• **Document passage**
The Efficient Planet

How To Make a Bundle on Energy Efficiency

Wall Street’s new strategy for investing in good deeds.

suburban sprawl continues in 2006.
Housing tracts sprawl out near Palmdale, Calif.

Photograph by David McNew/Getty Images.

If you’re a geek for gadgets that help you live more energy efficiently, this is a glorious time. Never before has the market so overflowed with cool new kit designed to cut the amount of juice you use—for a premium price. There are LED bulbs light years ahead of Edison’s incandescents. There are windows that darken automatically as the sun sweeps across the sky. There are sleek, smart thermostats that monitor your daily activity and adjust your home’s systems to provide only as much heating and air conditioning as the electronic brains determine you need.

Slick as they are, these devices aren’t yet making a meaningful dent in the nation’s energy consumption or in its greenhouse-gas emissions. That’s because they’re not being deployed at a large scale. Most Americans aren’t geeks for energy-efficiency gadgets. If they’re aware at all that these devices exist, they’ve decided they’re not interested in buying them—even though, over time, lower electricity bills more than pay back the extra initial expense.

There is, in short, a gap between what technologists are selling and what consumers are buying. That gap has big environmental costs, given the vast amounts of energy the United States wastes each year through leaky buildings and inefficient machines. Now, a growing cadre of savvy investors is betting there’s money to be made bridging that divide. They’re designing complex financial instruments to bankroll energy-efficiency improvements in houses and other buildings across the country. And they’re setting themselves up as the middlemen. 

This is a potential energy revolution of the back-office sort. It’s about developing new business models rather than developing new metal. It’s wonky, opaque, and largely untested. It’s just beginning, and it still could fizzle, because scaling it up would require resolving a thicket of thorny technical and financial questions. But if it works, it could make some investors a lot of money. And, theoretically at least, it could do more for the planet than a roomful of futuristic energy-saving devices that sit, sparkling and unused, on a shelf.

• **Records supplied**
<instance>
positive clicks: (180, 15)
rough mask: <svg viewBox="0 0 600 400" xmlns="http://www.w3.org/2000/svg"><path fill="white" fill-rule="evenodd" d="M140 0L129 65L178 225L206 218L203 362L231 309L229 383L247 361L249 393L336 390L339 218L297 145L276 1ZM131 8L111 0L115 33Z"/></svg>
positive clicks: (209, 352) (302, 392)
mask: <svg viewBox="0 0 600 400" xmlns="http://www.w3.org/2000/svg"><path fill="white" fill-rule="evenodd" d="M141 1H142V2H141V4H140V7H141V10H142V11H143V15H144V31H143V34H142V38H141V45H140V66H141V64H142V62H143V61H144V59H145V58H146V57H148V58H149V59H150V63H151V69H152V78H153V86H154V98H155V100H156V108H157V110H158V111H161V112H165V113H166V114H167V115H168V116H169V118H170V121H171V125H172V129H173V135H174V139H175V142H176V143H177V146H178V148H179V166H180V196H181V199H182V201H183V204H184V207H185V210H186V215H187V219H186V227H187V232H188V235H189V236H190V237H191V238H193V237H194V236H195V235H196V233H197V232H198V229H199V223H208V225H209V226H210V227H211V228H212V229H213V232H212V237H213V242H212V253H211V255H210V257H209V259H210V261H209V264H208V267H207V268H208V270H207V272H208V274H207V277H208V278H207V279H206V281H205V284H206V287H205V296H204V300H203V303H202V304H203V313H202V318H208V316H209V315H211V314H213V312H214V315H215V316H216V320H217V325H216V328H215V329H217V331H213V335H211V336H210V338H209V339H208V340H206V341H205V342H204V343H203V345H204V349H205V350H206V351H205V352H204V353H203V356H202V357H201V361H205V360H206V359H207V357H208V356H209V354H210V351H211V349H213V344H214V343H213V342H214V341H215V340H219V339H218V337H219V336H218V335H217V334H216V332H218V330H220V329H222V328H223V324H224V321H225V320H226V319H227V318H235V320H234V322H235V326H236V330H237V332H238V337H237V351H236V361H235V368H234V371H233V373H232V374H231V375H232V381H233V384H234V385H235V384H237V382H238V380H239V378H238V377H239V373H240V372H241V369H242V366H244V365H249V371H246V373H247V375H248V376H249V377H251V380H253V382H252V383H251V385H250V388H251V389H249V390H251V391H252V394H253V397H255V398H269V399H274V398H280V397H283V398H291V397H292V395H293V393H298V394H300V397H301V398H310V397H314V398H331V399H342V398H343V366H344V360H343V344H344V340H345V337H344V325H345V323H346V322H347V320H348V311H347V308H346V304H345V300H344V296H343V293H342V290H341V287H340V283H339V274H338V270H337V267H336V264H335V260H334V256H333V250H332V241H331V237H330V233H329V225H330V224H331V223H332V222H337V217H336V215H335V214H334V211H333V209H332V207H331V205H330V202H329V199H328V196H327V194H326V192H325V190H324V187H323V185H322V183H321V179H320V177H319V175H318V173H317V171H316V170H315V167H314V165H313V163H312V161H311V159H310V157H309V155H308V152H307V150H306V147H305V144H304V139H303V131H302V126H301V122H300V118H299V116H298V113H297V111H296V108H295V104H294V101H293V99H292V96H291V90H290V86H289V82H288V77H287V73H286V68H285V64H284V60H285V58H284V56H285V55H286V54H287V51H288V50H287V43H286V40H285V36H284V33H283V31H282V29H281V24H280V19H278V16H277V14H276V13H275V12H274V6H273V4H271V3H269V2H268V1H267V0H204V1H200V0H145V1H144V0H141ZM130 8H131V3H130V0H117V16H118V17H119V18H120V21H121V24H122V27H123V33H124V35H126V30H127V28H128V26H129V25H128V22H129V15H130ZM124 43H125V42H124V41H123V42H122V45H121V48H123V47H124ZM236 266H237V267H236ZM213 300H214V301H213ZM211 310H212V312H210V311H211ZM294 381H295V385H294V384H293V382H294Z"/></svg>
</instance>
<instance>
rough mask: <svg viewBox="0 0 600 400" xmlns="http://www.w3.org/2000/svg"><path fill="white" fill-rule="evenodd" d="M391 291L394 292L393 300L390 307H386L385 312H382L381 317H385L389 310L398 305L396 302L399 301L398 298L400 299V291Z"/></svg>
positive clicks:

• **Problem set**
A: Answer these about the article on investing in energy efficiency:
(i) What do the new windows it mentions do?
(ii) Why aren't the devices yet making a meaningful dent in the nation's energy consumption?
(iii) What role are the investors setting themselves up to play?
B: Carry the article on investing in energy efficiency forward with the next few paragraphs after its final one.

• **Answers below**
A:
(i) They darken automatically as the sun sweeps across the sky.
(ii) They're not being deployed at a large scale.
(iii) They're setting themselves up as the middlemen.

B:
Steven Vierengel, a Citigroup director and Wall Street veteran, is among the pinstriped new promoters of this energy-efficiency push. For some 15 years, he has worked at Citigroup securitizing debt, on everything from cars to industrial equipment. The drill: Citigroup finances pools of loans from the original lenders, slicing up the loans based on their different levels of default risk and then reselling the slices to institutional investors. Everyone gets a piece of the action: The original lenders receive new cash to make more loans; the institutional buyers earn interest; Citigroup gets a fee.

Earlier this year, Vierengel began eyeing the possibility of applying the securitization model to a different kind of loan: loans to consumers who invest in home energy-efficiency improvements, from better-burning furnaces to insulated windows. He expects the first round of this newfangled debt to hit the market early next year. He won’t disclose the amount he’s targeting for the first offering, but he says he hopes the market soon will grow to the point where, every year, it issues four or five pools of securitized energy-efficiency debt, each pool totaling between $150 million and $500 million. That still would be smaller than many new-car loan pools, but it would be big in the context of the energy-efficiency market. Ultimately, he hopes to crank out a steady stream of energy-efficiency securitizations, cookie-cutter style. His strategy: “Repeat, repeat, repeat,” he says. “I want to be able to show folks across the country how to deliver scale.”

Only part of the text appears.